>> START EXCERPTED DATA

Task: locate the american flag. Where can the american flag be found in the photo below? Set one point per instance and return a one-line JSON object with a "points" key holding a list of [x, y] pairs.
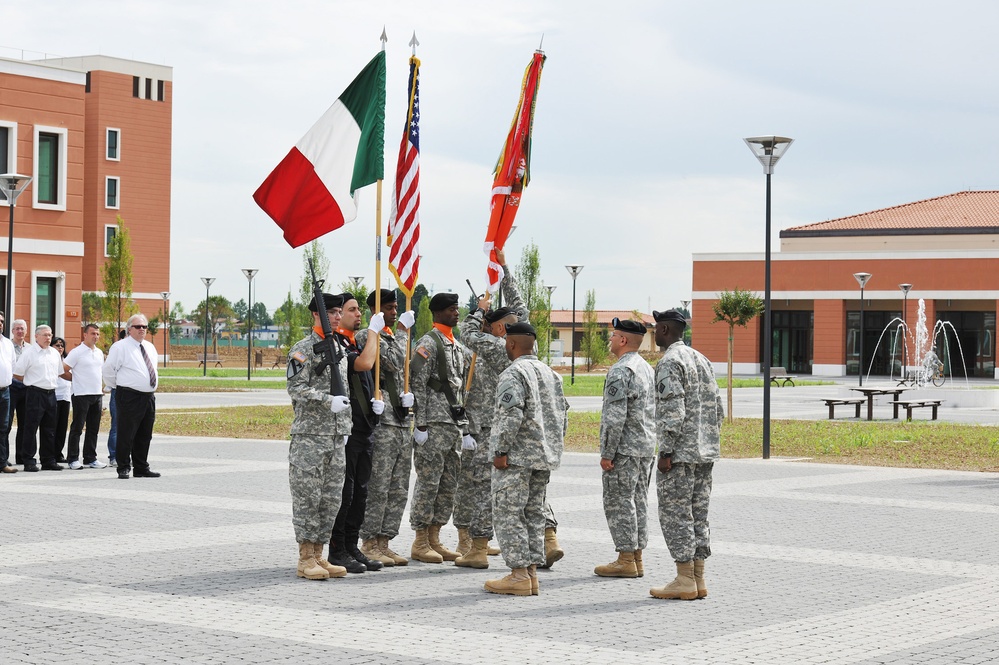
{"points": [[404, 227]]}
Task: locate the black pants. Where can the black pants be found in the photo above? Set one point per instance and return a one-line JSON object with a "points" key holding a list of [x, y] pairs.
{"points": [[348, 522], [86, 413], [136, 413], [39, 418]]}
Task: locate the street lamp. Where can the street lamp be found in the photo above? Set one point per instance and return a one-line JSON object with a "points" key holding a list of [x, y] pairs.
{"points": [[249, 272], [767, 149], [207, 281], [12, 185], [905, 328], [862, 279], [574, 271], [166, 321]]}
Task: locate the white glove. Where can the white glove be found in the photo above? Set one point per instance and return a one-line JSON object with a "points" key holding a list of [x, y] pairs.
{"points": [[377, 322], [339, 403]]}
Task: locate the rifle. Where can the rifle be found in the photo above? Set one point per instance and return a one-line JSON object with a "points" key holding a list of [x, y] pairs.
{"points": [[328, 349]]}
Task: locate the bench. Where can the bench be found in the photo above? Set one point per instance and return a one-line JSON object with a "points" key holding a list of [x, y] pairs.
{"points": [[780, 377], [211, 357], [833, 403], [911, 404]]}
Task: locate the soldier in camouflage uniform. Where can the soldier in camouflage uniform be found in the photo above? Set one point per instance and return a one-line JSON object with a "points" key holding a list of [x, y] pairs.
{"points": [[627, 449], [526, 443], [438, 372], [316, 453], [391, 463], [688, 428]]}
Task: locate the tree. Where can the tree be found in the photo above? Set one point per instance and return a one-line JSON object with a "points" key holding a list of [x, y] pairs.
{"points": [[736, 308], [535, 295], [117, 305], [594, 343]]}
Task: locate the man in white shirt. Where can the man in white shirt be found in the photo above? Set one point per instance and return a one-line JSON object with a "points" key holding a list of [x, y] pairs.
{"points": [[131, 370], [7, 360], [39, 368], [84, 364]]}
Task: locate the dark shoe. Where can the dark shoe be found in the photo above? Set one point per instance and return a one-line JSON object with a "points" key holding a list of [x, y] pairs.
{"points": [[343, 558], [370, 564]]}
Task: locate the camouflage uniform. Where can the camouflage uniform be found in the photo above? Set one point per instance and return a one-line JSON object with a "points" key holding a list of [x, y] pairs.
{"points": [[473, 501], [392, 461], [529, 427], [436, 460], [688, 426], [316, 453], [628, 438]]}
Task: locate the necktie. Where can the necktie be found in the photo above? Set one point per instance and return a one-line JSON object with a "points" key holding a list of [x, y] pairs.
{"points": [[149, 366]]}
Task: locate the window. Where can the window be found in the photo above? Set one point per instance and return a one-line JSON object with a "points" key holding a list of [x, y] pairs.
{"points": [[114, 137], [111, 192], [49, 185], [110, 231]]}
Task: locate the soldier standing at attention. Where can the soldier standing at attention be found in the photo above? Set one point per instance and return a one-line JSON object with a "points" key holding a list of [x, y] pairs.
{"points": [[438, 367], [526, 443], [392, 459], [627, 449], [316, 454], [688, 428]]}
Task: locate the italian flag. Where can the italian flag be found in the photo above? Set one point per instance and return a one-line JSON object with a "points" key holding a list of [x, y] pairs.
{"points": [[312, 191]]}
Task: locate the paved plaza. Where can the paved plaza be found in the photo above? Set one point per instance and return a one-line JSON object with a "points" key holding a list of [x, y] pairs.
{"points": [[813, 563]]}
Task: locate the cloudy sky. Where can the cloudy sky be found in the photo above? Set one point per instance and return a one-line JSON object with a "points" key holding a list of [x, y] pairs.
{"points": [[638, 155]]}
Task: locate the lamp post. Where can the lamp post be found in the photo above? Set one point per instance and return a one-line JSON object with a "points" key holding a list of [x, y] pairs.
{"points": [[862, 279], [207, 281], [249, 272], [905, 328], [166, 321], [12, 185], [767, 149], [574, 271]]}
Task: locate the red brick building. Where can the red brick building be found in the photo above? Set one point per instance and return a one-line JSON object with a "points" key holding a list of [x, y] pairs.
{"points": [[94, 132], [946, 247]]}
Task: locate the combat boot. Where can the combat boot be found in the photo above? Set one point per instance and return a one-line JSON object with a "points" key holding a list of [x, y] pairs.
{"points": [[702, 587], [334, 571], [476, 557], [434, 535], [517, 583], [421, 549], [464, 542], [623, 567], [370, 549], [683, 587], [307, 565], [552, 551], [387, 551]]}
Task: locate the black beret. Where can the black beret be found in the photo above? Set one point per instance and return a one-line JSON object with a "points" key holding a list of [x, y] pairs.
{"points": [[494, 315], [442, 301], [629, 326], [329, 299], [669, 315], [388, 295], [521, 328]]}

>> END EXCERPTED DATA

> WHAT THE TASK ASKS:
Copy the records from the line with "Task: locate the combat" through the end of the records, substituting "red beret" for every "black beret" and keeping everything else identical. Return only those lines.

> RESULT FOR THIS EXERCISE:
Task: locate the combat boot. Where can the combat boot be found in the photo above? Set one point per instance and return a one-line JSON object with a "points" key holding a list of [x, y] pairs.
{"points": [[702, 587], [334, 571], [476, 557], [434, 535], [517, 583], [421, 549], [464, 542], [623, 567], [370, 549], [683, 587], [307, 565], [552, 551], [387, 551]]}
Task: locate the red beret. Where can the red beret be found in the photo above? Set one point per instance and return a one-line JSON object with a "points" key holding a list of [x, y] pairs.
{"points": [[494, 315], [442, 301], [629, 326], [329, 299], [669, 315], [388, 295], [521, 328]]}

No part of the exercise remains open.